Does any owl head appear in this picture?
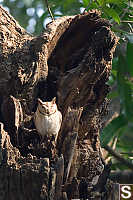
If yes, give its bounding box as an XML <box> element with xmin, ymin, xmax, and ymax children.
<box><xmin>38</xmin><ymin>97</ymin><xmax>57</xmax><ymax>115</ymax></box>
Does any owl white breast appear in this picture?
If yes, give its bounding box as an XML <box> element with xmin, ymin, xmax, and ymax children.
<box><xmin>34</xmin><ymin>98</ymin><xmax>62</xmax><ymax>141</ymax></box>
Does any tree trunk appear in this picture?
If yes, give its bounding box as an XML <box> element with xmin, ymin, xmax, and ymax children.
<box><xmin>0</xmin><ymin>7</ymin><xmax>118</xmax><ymax>200</ymax></box>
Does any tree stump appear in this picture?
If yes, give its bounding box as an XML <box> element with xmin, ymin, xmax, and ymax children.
<box><xmin>0</xmin><ymin>7</ymin><xmax>118</xmax><ymax>200</ymax></box>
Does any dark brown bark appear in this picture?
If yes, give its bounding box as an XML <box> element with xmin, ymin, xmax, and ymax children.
<box><xmin>0</xmin><ymin>7</ymin><xmax>118</xmax><ymax>200</ymax></box>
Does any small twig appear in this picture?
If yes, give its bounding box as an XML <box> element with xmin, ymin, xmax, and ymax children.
<box><xmin>45</xmin><ymin>0</ymin><xmax>54</xmax><ymax>21</ymax></box>
<box><xmin>104</xmin><ymin>145</ymin><xmax>133</xmax><ymax>170</ymax></box>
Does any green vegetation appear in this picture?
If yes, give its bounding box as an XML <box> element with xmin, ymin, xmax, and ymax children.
<box><xmin>0</xmin><ymin>0</ymin><xmax>133</xmax><ymax>169</ymax></box>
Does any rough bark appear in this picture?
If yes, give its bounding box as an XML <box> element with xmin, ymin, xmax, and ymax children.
<box><xmin>0</xmin><ymin>7</ymin><xmax>118</xmax><ymax>200</ymax></box>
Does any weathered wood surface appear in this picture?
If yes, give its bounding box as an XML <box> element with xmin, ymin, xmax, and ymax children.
<box><xmin>0</xmin><ymin>7</ymin><xmax>118</xmax><ymax>200</ymax></box>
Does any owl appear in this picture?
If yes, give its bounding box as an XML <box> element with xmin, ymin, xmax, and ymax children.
<box><xmin>34</xmin><ymin>97</ymin><xmax>62</xmax><ymax>142</ymax></box>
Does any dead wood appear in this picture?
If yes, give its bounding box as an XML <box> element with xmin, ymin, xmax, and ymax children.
<box><xmin>0</xmin><ymin>7</ymin><xmax>118</xmax><ymax>200</ymax></box>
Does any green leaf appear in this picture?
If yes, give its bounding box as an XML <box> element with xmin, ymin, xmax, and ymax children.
<box><xmin>105</xmin><ymin>0</ymin><xmax>127</xmax><ymax>5</ymax></box>
<box><xmin>83</xmin><ymin>0</ymin><xmax>90</xmax><ymax>7</ymax></box>
<box><xmin>100</xmin><ymin>115</ymin><xmax>127</xmax><ymax>146</ymax></box>
<box><xmin>126</xmin><ymin>42</ymin><xmax>133</xmax><ymax>76</ymax></box>
<box><xmin>104</xmin><ymin>6</ymin><xmax>120</xmax><ymax>24</ymax></box>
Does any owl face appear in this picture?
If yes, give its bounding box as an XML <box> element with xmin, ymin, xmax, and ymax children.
<box><xmin>38</xmin><ymin>97</ymin><xmax>57</xmax><ymax>115</ymax></box>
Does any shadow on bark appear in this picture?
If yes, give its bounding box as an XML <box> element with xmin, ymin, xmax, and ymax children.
<box><xmin>0</xmin><ymin>7</ymin><xmax>118</xmax><ymax>200</ymax></box>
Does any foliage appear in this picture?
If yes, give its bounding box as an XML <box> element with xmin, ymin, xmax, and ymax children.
<box><xmin>0</xmin><ymin>0</ymin><xmax>133</xmax><ymax>168</ymax></box>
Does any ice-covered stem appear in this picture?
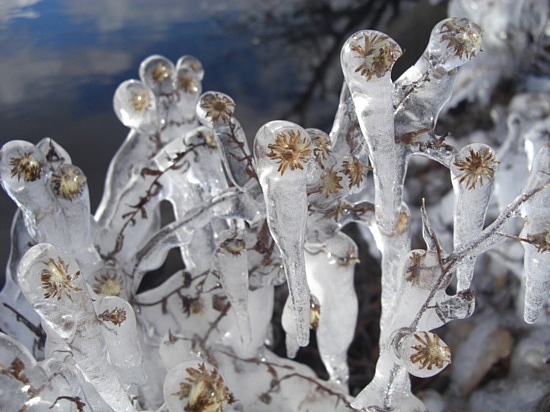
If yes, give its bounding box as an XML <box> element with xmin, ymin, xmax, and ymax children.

+-------+

Written request: Can you update all of the data above so that every "bounding box" becomes "enclosing rectangle", with nothing else changed and the pictures left out?

Solution to this exercise:
Does any owl head appear in this picture?
If yes, give its enclosing rectangle as an XML <box> element with xmin, ymin, xmax, and ymax children.
<box><xmin>38</xmin><ymin>97</ymin><xmax>57</xmax><ymax>115</ymax></box>
Does any owl white breast appear in this picture?
If yes, give its enclosing rectangle as an XML <box> element with xmin, ymin, xmax, and ymax children.
<box><xmin>34</xmin><ymin>98</ymin><xmax>62</xmax><ymax>141</ymax></box>
Does any tree trunk appear in this picture?
If yes, give its enclosing rectangle as an XML <box> element with xmin, ymin, xmax, and ymax children.
<box><xmin>0</xmin><ymin>7</ymin><xmax>118</xmax><ymax>200</ymax></box>
Does any tree stump appear in this picture?
If yes, give its enclosing rectangle as an XML <box> element with xmin, ymin, xmax, and ymax children.
<box><xmin>0</xmin><ymin>7</ymin><xmax>118</xmax><ymax>200</ymax></box>
Does any dark brown bark appear in this picture?
If yes, give its enclosing rectangle as an XML <box> element with xmin, ymin, xmax, and ymax children.
<box><xmin>0</xmin><ymin>7</ymin><xmax>118</xmax><ymax>200</ymax></box>
Does any small twig appear in this picture?
If yes, give its enclosing rectangle as an XML <box> element with xmin, ymin, xmax, and ymax children.
<box><xmin>45</xmin><ymin>0</ymin><xmax>54</xmax><ymax>21</ymax></box>
<box><xmin>104</xmin><ymin>145</ymin><xmax>133</xmax><ymax>170</ymax></box>
Does any green vegetation appear in this picture?
If yes, give its enclosing rectangle as an XML <box> element with xmin, ymin, xmax, and ymax children.
<box><xmin>0</xmin><ymin>0</ymin><xmax>133</xmax><ymax>169</ymax></box>
Does any rough bark appear in this picture?
If yes, give its enclosing rectangle as an XML <box> element with xmin, ymin, xmax, and ymax children.
<box><xmin>0</xmin><ymin>7</ymin><xmax>118</xmax><ymax>200</ymax></box>
Does any weathered wood surface appear in this picture?
If yes, give its enclosing rectangle as an XML <box> element with xmin, ymin, xmax, and ymax children.
<box><xmin>0</xmin><ymin>7</ymin><xmax>118</xmax><ymax>200</ymax></box>
Does any owl appear in this picture?
If yes, give its enclosing rectangle as an XML <box> element with xmin, ymin, xmax, and ymax children.
<box><xmin>34</xmin><ymin>97</ymin><xmax>62</xmax><ymax>142</ymax></box>
Does any dead wood appear in this picture?
If yes, give its enclosing rectangle as an XML <box> element with xmin, ymin, xmax, and ymax children.
<box><xmin>0</xmin><ymin>7</ymin><xmax>118</xmax><ymax>200</ymax></box>
Does any green leaf appear in this picture?
If yes, give its enclosing rectangle as an XML <box> element with xmin, ymin, xmax, and ymax children.
<box><xmin>105</xmin><ymin>0</ymin><xmax>127</xmax><ymax>5</ymax></box>
<box><xmin>83</xmin><ymin>0</ymin><xmax>90</xmax><ymax>7</ymax></box>
<box><xmin>100</xmin><ymin>115</ymin><xmax>127</xmax><ymax>146</ymax></box>
<box><xmin>126</xmin><ymin>42</ymin><xmax>133</xmax><ymax>76</ymax></box>
<box><xmin>104</xmin><ymin>6</ymin><xmax>120</xmax><ymax>24</ymax></box>
Does any owl face appear in this picture?
If yes, give its enclosing rectangle as an XML <box> element with xmin, ymin, xmax, and ymax children.
<box><xmin>38</xmin><ymin>97</ymin><xmax>57</xmax><ymax>115</ymax></box>
Does any shadow on bark appear in this picture?
If yes, give its enclosing rectangle as an XML <box> element with xmin, ymin, xmax, and ymax children.
<box><xmin>0</xmin><ymin>7</ymin><xmax>118</xmax><ymax>200</ymax></box>
Does any foliage appear in this picture?
If yes, give its enclosing rectangle as an XML <box> element with xmin, ymin, xmax, and ymax children.
<box><xmin>0</xmin><ymin>0</ymin><xmax>133</xmax><ymax>168</ymax></box>
Does any ice-covered stem appear in this picture?
If yes, give its enclosing rectangle as an XML <box> element with xmin, ymin, xmax, and ymax children.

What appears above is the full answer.